→ What you should do
Transcribe each line of the material as it is, and drop any picture.

::::

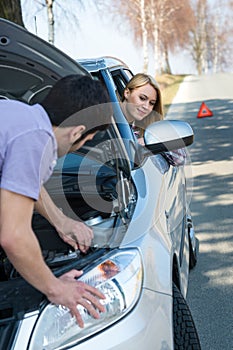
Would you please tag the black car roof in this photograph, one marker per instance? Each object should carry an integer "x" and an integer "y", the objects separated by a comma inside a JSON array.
[{"x": 95, "y": 64}]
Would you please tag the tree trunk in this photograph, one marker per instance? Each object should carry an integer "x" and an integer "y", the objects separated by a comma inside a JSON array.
[
  {"x": 49, "y": 4},
  {"x": 144, "y": 36},
  {"x": 11, "y": 10}
]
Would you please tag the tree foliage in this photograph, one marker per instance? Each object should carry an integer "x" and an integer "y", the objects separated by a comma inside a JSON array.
[
  {"x": 11, "y": 10},
  {"x": 210, "y": 44}
]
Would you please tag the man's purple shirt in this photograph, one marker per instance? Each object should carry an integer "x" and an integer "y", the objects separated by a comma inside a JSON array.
[{"x": 28, "y": 148}]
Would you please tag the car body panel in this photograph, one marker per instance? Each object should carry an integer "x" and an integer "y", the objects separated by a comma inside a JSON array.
[{"x": 148, "y": 326}]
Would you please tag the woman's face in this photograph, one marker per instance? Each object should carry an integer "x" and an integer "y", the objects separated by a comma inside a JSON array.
[{"x": 139, "y": 102}]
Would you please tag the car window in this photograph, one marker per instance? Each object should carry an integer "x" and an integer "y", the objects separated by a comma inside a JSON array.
[{"x": 120, "y": 81}]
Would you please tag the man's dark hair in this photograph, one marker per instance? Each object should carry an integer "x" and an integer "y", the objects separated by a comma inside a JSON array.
[{"x": 69, "y": 100}]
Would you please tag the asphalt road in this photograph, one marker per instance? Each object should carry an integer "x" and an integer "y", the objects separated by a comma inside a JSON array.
[{"x": 210, "y": 294}]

::::

→ Exercise answer
Would you please tag the black car roof in this photograph, one marker per instance? Each object should carry an integer "x" and an integer "y", the objects separated by a comma inside a JSON array.
[{"x": 95, "y": 64}]
Would you please tag the tree trunk in this photograph, one marker per instance? Each object should carry an integer "x" and an integer "y", the objects separated by a comma inside a JSON array.
[
  {"x": 49, "y": 4},
  {"x": 144, "y": 36},
  {"x": 11, "y": 10}
]
Would you please tag the tree foliage in this photograph, one marker per instance? Each object should carry an integer "x" and an integer "y", the objects separated by a comma inside a JSON array.
[
  {"x": 11, "y": 10},
  {"x": 210, "y": 44}
]
Would you please tag the man's purple shirt in this photograph, one marker per instance? Each object should carry an integer "x" and an integer "y", the objects separated by a comma inside a JSON array.
[{"x": 28, "y": 148}]
Would you please tag the car body panel in this photograph, one marker per instance? Each object should carry an integer "x" and an integer "y", the objects separated by a comma inside a JSON array.
[{"x": 148, "y": 326}]
Would you please tag the woman's face in this photograph, one marker per instance? Each object should carry an integer "x" and an integer "y", the objects separated by a comma inside a JSON array.
[{"x": 139, "y": 102}]
Would you please tag the car window in this photograph, one marker per instance? Each object should carry an integer "x" and an integer "y", the objects separated by a comma inside a JSON array.
[{"x": 120, "y": 81}]
Would you please tag the man's dark hair in this photograph, one marker per instance? Each object should carry an integer "x" and an integer "y", the objects separated by a comma inside a JSON array.
[{"x": 69, "y": 100}]
Would you please tag the asphalt road in this photograph, one marker per instance? Each object should carry an integer "x" and an integer "y", the objects separated by a comma inside a JSON array.
[{"x": 210, "y": 294}]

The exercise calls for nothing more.